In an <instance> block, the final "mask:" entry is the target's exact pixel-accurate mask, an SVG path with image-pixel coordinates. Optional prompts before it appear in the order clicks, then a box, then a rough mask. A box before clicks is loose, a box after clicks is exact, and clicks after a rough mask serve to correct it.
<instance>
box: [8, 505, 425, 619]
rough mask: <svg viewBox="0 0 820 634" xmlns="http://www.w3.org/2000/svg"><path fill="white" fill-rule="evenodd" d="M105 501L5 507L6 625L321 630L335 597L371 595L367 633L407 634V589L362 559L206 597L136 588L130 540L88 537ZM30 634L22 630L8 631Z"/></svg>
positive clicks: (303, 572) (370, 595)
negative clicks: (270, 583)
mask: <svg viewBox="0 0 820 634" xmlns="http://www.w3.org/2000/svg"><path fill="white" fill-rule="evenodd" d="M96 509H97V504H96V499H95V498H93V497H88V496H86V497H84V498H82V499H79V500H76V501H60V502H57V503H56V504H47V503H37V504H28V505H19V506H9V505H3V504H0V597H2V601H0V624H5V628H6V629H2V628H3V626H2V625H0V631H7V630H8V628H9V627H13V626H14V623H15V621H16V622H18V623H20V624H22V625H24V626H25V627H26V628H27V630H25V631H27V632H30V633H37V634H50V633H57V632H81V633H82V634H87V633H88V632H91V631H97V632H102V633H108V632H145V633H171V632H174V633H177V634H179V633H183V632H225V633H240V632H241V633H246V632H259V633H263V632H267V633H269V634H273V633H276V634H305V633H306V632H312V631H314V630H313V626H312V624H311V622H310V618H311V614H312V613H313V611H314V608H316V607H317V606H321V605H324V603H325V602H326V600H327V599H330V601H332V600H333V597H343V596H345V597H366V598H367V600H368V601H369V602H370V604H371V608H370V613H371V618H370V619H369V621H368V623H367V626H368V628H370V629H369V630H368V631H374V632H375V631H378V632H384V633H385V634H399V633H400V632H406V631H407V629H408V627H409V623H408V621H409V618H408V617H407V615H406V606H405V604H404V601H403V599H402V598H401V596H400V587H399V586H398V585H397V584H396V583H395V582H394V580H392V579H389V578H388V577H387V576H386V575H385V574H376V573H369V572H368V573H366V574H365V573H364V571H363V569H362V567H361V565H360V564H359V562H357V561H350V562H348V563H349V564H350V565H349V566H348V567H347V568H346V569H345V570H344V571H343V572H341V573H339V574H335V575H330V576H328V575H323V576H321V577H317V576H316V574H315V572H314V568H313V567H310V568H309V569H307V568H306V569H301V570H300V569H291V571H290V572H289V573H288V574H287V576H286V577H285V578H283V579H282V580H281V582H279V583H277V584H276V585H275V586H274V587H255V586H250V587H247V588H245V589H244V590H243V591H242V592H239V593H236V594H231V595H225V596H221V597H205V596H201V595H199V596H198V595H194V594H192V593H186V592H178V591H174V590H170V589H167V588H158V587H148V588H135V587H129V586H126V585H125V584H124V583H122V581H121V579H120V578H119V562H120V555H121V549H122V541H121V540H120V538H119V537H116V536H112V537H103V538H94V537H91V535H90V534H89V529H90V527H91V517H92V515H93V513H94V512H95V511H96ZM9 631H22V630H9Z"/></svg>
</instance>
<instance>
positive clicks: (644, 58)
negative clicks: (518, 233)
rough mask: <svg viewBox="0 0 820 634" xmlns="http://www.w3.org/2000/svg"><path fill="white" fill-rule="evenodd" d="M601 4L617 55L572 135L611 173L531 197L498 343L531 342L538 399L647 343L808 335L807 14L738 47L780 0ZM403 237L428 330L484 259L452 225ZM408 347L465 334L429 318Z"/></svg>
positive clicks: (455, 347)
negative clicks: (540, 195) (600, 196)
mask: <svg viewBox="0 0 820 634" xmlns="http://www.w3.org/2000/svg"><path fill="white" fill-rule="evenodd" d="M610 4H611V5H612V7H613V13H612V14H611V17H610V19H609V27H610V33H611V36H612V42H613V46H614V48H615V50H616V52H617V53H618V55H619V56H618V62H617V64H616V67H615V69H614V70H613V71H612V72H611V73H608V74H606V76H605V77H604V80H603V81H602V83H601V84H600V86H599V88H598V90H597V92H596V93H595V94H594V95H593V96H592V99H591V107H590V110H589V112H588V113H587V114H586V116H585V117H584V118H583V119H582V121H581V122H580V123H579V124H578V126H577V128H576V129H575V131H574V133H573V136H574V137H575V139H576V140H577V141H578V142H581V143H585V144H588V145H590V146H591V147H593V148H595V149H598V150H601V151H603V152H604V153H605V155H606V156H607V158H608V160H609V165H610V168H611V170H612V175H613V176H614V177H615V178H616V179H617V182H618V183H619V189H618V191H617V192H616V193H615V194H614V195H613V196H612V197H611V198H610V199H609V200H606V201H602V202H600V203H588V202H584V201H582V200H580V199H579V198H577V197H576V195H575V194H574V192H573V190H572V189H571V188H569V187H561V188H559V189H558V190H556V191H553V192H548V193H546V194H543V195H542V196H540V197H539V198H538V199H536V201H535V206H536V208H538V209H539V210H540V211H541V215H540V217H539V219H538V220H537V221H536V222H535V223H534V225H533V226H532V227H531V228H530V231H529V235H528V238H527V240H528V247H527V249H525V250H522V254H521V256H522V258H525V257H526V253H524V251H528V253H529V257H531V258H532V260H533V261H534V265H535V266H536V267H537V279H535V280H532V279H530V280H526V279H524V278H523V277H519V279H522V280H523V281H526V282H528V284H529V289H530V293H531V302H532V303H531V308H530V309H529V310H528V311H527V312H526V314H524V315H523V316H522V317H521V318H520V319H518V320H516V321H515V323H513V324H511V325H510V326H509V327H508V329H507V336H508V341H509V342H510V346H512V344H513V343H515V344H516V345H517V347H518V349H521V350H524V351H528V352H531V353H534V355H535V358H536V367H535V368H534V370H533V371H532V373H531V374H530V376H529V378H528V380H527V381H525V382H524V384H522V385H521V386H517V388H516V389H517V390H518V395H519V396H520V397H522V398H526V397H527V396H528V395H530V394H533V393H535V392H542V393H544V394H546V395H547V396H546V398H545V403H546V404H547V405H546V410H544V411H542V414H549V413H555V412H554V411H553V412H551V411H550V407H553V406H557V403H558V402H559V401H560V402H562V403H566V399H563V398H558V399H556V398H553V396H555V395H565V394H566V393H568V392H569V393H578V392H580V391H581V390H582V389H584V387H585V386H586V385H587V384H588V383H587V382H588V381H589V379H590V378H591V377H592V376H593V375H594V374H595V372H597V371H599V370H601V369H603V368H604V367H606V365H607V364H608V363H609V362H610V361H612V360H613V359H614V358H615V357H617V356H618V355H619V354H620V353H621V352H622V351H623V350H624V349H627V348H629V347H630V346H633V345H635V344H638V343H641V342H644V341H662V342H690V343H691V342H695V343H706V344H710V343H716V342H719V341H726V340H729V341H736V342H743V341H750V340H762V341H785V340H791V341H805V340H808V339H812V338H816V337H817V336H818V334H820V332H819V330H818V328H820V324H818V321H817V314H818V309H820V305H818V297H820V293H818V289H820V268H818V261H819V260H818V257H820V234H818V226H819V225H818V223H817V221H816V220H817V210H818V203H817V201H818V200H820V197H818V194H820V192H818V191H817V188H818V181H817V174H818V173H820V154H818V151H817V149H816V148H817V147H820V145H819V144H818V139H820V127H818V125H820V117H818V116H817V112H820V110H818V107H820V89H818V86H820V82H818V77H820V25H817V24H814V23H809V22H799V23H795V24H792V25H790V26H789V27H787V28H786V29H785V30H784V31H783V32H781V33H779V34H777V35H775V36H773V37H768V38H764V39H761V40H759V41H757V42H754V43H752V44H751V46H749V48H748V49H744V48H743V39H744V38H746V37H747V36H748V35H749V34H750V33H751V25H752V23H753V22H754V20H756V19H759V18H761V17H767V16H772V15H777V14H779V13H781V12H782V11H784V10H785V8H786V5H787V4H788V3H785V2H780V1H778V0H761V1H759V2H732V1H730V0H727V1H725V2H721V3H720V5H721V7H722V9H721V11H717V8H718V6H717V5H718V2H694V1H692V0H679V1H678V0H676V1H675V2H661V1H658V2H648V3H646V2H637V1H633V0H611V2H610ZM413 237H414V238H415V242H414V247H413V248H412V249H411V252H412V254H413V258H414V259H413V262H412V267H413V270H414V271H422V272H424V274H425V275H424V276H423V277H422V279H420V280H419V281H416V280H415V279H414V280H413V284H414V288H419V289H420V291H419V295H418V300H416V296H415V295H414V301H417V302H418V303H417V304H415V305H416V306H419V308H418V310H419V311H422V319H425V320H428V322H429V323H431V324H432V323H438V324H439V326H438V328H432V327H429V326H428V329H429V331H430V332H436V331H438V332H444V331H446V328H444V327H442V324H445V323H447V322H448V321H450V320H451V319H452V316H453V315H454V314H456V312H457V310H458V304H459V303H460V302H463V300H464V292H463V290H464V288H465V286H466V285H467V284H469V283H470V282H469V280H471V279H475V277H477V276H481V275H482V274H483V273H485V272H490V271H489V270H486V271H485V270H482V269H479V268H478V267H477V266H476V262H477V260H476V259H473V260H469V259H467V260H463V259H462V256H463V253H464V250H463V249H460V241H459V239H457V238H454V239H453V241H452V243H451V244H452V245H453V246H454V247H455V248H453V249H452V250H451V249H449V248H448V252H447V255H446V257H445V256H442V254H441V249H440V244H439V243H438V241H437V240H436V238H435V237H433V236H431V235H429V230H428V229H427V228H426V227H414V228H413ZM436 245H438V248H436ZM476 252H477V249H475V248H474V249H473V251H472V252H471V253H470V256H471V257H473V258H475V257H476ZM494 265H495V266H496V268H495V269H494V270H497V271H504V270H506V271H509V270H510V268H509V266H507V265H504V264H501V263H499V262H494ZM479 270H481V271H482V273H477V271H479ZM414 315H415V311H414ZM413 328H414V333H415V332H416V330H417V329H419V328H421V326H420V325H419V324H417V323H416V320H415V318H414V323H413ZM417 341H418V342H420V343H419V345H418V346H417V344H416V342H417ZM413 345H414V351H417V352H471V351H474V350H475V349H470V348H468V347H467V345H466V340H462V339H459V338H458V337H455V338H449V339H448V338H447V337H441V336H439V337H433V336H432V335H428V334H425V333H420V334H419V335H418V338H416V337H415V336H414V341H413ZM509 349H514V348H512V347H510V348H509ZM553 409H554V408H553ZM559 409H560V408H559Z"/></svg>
::::::::
*EXERCISE BRIEF*. After reading the entries above, state how many lines hold the word "rough", with no text besides the number.

*TASK ANSWER*. 3